'''

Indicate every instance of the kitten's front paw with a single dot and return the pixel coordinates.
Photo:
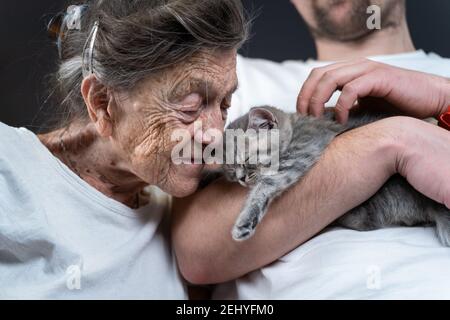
(245, 230)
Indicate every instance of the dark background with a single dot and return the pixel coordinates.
(27, 55)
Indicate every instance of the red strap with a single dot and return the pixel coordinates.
(444, 120)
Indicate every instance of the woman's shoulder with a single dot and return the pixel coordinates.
(15, 143)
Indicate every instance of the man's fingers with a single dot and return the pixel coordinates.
(333, 80)
(311, 82)
(351, 92)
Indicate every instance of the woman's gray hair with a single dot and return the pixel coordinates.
(139, 38)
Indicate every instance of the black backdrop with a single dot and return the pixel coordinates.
(26, 54)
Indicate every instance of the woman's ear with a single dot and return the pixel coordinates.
(96, 98)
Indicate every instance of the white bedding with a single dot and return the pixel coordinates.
(395, 263)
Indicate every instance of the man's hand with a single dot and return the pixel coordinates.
(411, 93)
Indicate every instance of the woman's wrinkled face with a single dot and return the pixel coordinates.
(199, 91)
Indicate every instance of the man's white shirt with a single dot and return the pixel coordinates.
(392, 263)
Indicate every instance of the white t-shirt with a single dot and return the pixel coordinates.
(392, 263)
(62, 239)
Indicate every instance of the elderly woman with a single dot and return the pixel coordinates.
(74, 219)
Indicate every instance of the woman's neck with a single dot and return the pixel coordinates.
(91, 157)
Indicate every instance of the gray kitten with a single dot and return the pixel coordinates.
(302, 142)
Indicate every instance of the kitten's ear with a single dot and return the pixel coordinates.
(261, 118)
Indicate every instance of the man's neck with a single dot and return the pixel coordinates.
(383, 42)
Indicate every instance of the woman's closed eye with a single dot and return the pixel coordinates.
(225, 105)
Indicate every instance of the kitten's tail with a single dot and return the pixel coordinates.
(442, 219)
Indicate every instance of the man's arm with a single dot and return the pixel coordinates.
(352, 169)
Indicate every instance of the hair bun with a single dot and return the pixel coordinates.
(63, 21)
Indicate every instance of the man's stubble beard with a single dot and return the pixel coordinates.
(355, 27)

'''

### [TASK]
Your answer must be the line with "Indicate every instance of the hair" and all lines after it through the final line of the entries, copied exactly and with nothing added.

### [REPLY TO THE TASK]
Indicate every instance of the hair bun with a single dot and return the pixel coordinates.
(63, 21)
Indicate every instance of the man's stubble beard with a single dot and return the pixel coordinates.
(355, 27)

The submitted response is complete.